● **WHAT THE TASK REQUIRES**
Transcribe all records exactly.
** start RECORDED DATA **
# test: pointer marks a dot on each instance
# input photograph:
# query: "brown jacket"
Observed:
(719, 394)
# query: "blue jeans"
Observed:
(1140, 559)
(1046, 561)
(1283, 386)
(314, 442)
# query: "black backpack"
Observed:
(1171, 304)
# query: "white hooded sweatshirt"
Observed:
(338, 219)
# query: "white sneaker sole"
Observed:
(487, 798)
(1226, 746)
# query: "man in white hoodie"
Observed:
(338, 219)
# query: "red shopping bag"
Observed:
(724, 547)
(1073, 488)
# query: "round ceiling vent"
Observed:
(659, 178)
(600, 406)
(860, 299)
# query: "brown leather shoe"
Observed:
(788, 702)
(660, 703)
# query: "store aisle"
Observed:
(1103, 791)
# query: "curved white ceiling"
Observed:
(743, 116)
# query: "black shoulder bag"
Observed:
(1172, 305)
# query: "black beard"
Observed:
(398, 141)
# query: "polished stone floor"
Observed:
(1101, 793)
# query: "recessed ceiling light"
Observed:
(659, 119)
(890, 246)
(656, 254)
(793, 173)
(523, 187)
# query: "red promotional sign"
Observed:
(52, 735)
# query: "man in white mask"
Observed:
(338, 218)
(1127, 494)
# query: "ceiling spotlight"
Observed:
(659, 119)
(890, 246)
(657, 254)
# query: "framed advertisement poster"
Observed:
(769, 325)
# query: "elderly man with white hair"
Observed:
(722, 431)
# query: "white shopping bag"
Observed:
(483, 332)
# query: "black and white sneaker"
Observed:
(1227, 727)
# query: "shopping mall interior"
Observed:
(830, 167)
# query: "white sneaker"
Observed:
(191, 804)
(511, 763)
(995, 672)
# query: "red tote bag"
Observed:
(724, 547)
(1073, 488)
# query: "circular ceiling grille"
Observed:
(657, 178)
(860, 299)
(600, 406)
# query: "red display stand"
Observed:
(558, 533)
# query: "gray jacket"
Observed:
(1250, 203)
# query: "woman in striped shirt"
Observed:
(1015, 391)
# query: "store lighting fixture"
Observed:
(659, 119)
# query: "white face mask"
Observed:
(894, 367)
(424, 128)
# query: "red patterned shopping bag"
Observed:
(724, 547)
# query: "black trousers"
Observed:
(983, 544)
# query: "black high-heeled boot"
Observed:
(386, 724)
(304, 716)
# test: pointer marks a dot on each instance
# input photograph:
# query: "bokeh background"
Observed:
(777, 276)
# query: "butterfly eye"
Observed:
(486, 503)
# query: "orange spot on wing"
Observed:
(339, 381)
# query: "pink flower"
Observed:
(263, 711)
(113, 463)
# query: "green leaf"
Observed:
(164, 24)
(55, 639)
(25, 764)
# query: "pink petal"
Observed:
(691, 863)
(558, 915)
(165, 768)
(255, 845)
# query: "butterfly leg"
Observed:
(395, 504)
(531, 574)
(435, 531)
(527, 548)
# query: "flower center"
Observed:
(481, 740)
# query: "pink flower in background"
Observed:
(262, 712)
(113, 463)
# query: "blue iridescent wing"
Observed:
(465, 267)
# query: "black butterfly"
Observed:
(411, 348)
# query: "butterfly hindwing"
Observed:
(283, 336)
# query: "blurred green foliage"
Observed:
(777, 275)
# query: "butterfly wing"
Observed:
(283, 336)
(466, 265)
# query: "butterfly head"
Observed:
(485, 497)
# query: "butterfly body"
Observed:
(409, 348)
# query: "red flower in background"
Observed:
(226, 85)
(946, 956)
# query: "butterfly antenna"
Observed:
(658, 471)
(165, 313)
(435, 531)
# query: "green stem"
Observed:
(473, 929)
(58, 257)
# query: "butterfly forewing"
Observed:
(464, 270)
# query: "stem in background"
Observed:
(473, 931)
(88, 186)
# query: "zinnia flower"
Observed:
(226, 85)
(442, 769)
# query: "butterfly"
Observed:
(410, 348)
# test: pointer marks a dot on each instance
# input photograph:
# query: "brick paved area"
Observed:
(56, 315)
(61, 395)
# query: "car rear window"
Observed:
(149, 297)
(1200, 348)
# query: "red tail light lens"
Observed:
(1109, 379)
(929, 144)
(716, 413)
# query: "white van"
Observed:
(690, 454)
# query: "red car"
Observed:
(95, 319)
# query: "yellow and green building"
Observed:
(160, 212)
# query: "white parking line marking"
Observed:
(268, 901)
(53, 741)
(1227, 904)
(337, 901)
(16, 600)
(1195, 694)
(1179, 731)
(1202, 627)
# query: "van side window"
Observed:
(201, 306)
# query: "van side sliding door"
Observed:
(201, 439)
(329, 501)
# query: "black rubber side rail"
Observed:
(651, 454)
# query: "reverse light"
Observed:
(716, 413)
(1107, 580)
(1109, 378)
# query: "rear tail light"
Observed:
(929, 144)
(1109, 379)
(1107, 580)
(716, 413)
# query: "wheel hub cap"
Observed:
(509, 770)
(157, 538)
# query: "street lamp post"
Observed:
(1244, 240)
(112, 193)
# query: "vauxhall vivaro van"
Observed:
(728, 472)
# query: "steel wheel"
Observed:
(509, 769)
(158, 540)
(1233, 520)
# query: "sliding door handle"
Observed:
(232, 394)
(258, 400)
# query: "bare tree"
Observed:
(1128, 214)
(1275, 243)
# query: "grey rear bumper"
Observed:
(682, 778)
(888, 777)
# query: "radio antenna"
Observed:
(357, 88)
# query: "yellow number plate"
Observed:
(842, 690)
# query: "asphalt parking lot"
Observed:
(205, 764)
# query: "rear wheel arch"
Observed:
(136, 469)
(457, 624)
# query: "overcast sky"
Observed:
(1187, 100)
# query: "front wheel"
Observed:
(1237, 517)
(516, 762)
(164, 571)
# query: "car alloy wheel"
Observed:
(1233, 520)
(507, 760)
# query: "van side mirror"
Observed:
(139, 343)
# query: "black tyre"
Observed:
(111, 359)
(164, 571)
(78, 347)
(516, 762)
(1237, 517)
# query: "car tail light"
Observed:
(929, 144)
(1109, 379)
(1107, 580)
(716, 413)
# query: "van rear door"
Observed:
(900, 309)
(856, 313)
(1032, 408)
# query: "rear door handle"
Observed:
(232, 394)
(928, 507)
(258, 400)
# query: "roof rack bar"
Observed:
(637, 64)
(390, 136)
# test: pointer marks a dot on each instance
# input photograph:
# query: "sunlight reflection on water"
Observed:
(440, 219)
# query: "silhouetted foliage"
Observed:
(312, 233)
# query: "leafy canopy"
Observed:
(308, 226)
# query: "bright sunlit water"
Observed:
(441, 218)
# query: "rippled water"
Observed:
** end RECORDED DATA **
● **ANSWER TO THIS EXERCISE**
# test: pointer marks a dot on each instance
# input photograph:
# query: "brown jacket"
Observed:
(719, 394)
# query: "blue jeans"
Observed:
(1140, 559)
(1046, 561)
(1283, 386)
(314, 442)
# query: "black backpack"
Observed:
(1171, 304)
# query: "white hooded sweatshirt"
Observed:
(338, 219)
# query: "white sneaker sole"
Observed:
(487, 798)
(1226, 746)
# query: "man in white hoodie"
Observed:
(338, 219)
# query: "red shopping bag"
Observed:
(724, 547)
(1073, 488)
# query: "round ceiling vent"
Observed:
(659, 178)
(600, 406)
(860, 299)
# query: "brown leather shoe"
Observed:
(788, 702)
(660, 703)
# query: "store aisle"
Observed:
(1103, 791)
# query: "curved white ceiling"
Observed:
(743, 116)
# query: "black shoulder bag"
Observed:
(1172, 305)
# query: "black beard"
Observed:
(398, 141)
# query: "polished stone floor"
Observed:
(1101, 793)
# query: "recessed ceiling light"
Observed:
(659, 119)
(890, 246)
(656, 254)
(793, 173)
(523, 187)
# query: "red promotional sign"
Observed:
(52, 735)
# query: "man in white mask"
Observed:
(338, 218)
(1127, 494)
# query: "ceiling spotlight"
Observed:
(659, 119)
(890, 246)
(657, 254)
# query: "framed advertisement poster"
Observed:
(769, 325)
# query: "elderly man with white hair"
Observed:
(722, 431)
# query: "white shopping bag"
Observed:
(483, 332)
# query: "black and white sneaker"
Observed:
(1227, 727)
# query: "shopping mall interior"
Observed:
(830, 167)
# query: "white sneaker"
Observed:
(191, 804)
(511, 763)
(995, 672)
# query: "red tote bag"
Observed:
(724, 547)
(1073, 488)
# query: "circular ceiling grille"
Observed:
(657, 178)
(860, 299)
(600, 406)
# query: "red display stand"
Observed:
(558, 533)
# query: "gray jacket"
Observed:
(1250, 203)
# query: "woman in striped shirt"
Observed:
(1015, 391)
# query: "store lighting fixture"
Observed:
(659, 119)
# query: "white face mask"
Observed:
(894, 367)
(424, 128)
# query: "red patterned shopping bag"
Observed:
(724, 547)
# query: "black trousers"
Observed:
(983, 544)
# query: "black high-heeled boot"
Observed:
(386, 724)
(304, 716)
# test: pointer marks a dot on each instance
# input photograph:
# query: "bokeh background"
Observed:
(777, 276)
# query: "butterfly eye"
Observed:
(486, 503)
# query: "orange spot on wing"
Observed:
(339, 381)
# query: "pink flower"
Observed:
(263, 711)
(113, 463)
# query: "green leaf"
Observed:
(164, 24)
(55, 639)
(25, 764)
# query: "pink petal"
Observed:
(691, 863)
(558, 915)
(165, 768)
(255, 845)
# query: "butterfly leg"
Observed:
(395, 504)
(531, 574)
(435, 531)
(527, 548)
# query: "flower center"
Observed:
(481, 740)
# query: "pink flower in background"
Observed:
(262, 712)
(113, 463)
# query: "blue iridescent wing"
Observed:
(465, 267)
# query: "black butterfly"
Observed:
(411, 348)
# query: "butterfly hindwing"
Observed:
(283, 336)
# query: "blurred green foliage"
Observed:
(777, 275)
# query: "butterfly wing"
Observed:
(283, 336)
(466, 265)
# query: "butterfly head"
Observed:
(485, 497)
# query: "butterfly body"
Observed:
(409, 348)
# query: "red flower in background"
Observed:
(226, 85)
(946, 956)
# query: "butterfly antenna"
Observed:
(658, 471)
(165, 313)
(435, 531)
# query: "green stem"
Observed:
(473, 929)
(58, 257)
# query: "butterfly forewing"
Observed:
(464, 270)
# query: "stem in background"
Observed:
(473, 931)
(88, 186)
# query: "zinnia flower"
Observed:
(226, 85)
(442, 769)
# query: "butterfly"
Observed:
(410, 348)
# test: pointer marks a dot on each instance
# input photograph:
# query: "brick paved area"
Observed:
(56, 315)
(61, 395)
# query: "car rear window"
Observed:
(149, 297)
(1200, 348)
# query: "red tail light lens"
Observed:
(1109, 379)
(929, 144)
(716, 413)
# query: "white van"
Observed:
(690, 454)
# query: "red car"
Observed:
(95, 319)
# query: "yellow and green building"
Observed:
(160, 212)
# query: "white parking line marking"
Observed:
(268, 901)
(53, 741)
(1227, 904)
(337, 901)
(16, 600)
(1195, 694)
(1179, 731)
(1202, 627)
# query: "van side window"
Observed:
(201, 306)
# query: "van side sliding door"
Observed:
(201, 439)
(329, 501)
# query: "black rubber side rail"
Observed:
(651, 454)
# query: "reverse light"
Observed:
(716, 413)
(1107, 580)
(1109, 378)
# query: "rear tail light"
Observed:
(929, 144)
(1109, 379)
(1107, 580)
(716, 413)
# query: "wheel hub cap"
Observed:
(509, 770)
(157, 538)
# query: "street lamp post"
Observed:
(1244, 240)
(112, 193)
# query: "vauxhall vivaro van"
Observed:
(728, 472)
# query: "steel wheel"
Observed:
(509, 769)
(158, 540)
(1233, 520)
# query: "sliding door handle"
Observed:
(232, 394)
(258, 400)
# query: "bare tree"
Observed:
(1128, 214)
(1275, 243)
# query: "grey rear bumper"
Observed:
(682, 778)
(888, 777)
# query: "radio antenna"
Observed:
(357, 88)
# query: "yellow number plate"
Observed:
(842, 690)
# query: "asphalt parking lot"
Observed:
(205, 764)
# query: "rear wheel arch"
Observed:
(136, 469)
(457, 624)
# query: "overcast sky"
Observed:
(1187, 100)
# query: "front wheel"
Observed:
(1237, 517)
(516, 762)
(164, 571)
# query: "car alloy wheel"
Observed:
(1233, 520)
(507, 760)
# query: "van side mirror"
Observed:
(139, 343)
# query: "black tyre"
Observed:
(111, 359)
(164, 571)
(78, 347)
(516, 762)
(1237, 517)
# query: "car tail light"
Observed:
(929, 144)
(1109, 379)
(1107, 580)
(716, 413)
# query: "van rear door"
Observed:
(900, 309)
(856, 313)
(1032, 408)
# query: "rear door handle"
Observed:
(232, 394)
(928, 507)
(258, 400)
# query: "roof rack bar"
Observed:
(637, 64)
(390, 136)
# test: pointer marks a dot on each instance
# input photograph:
# query: "sunlight reflection on water"
Observed:
(440, 219)
# query: "silhouetted foliage"
Observed:
(312, 233)
# query: "leafy canopy"
Observed:
(308, 226)
# query: "bright sunlit water"
Observed:
(441, 218)
# query: "rippled water"
Observed:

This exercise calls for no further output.